:: REQUIRED WORK ::
(A) According to the article on Thomas Howell, who consecrated him as Bishop of Bristol?
(B) Copy the article on Thomas Howell word for word, starting at "Howell was born" and continuing up to and including "in the parish.".

:: SOURCE DOCUMENT ::
□ □ □ □ □ □ □

= Thomas Howell (bishop) =

Bishop of Bristol

Thomas Howell (1588–1650) was a Welsh clergyman who was the Bishop of Bristol from 1644 to 1646.

==Early life and education==

Howell was born in Llangamarch, Brecknockshire, Wales. He was the older brother of James Howell, and a descendant of Hywel Dda. He matriculated at Jesus College, Oxford on 20 November 1607, obtaining his BA degree on 20 February 1609, his MA on 9 July 1612, and his BD degree in July 1630.

== Career ==
After his ordination, he was appointed a royal chaplain by Charles I and was also rector of West Horsley in Surrey, becoming rector of St Stephen Walbrook on 13 April 1635. This appointment provoked a dispute between Charles I (who presented him for the position), the parishioners of the church and the Grocers' Company (who controlled the church) because Howell refused to live in the parish.

Howell was appointed to a canonry of Windsor in 1636 and the sinecure rectory of Fulham in 1642. He faced difficulties during the English Civil War: although regarded as a "puritanical preacher", he was questioned by the House of Commons on 19 March 1642 over allegations that he had criticized parliament and supported Charles I. Even before that, he had been forced out of his position at St Stephen's Walbrook in 1641 and later forfeited the rectory of West Horsley for non-residence. On the death of Thomas Westfield in 1644, Howell was appointed Bishop of Bristol by Charles I. He was consecrated by Archbishop James Ussher in August 1644, and was the last bishop to be consecrated in England for sixteen years. However, Prince Rupert surrendered Bristol to Thomas Fairfax, 3rd Lord Fairfax of Cameron on 10 September 1645 and Howell was ejected. He is not known to have attended the Westminster Assembly and is not named in the List of the Westminster Divines, probably taking the same views of its relevance as Ralph Brownrigg, Bishop of Exeter, who did not attend either. Brownrigg is named however, the brevity of Howell's Bishopric, being the cause of non-naming on the list. He was deprived of his See by Parliament on 9 October 1646, as episcopacy was abolished for the duration of the Commonwealth and the Protectorate.

□ □ □ □ □ □ □

:: DATA EXCERPT ::
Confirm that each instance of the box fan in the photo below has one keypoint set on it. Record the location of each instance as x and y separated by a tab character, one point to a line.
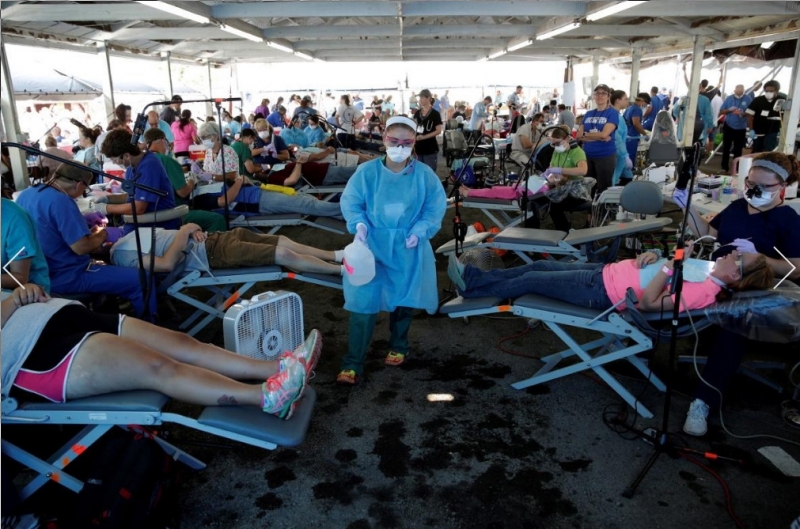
265	326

□ □ □ □ □ □ □

:: WRITTEN ANSWERS ::
(A) Archbishop James Ussher consecrated him in August 1644.

(B)
Howell was born in Llangamarch, Brecknockshire, Wales. He was the older brother of James Howell, and a descendant of Hywel Dda. He matriculated at Jesus College, Oxford on 20 November 1607, obtaining his BA degree on 20 February 1609, his MA on 9 July 1612, and his BD degree in July 1630.

== Career ==
After his ordination, he was appointed a royal chaplain by Charles I and was also rector of West Horsley in Surrey, becoming rector of St Stephen Walbrook on 13 April 1635. This appointment provoked a dispute between Charles I (who presented him for the position), the parishioners of the church and the Grocers' Company (who controlled the church) because Howell refused to live in the parish.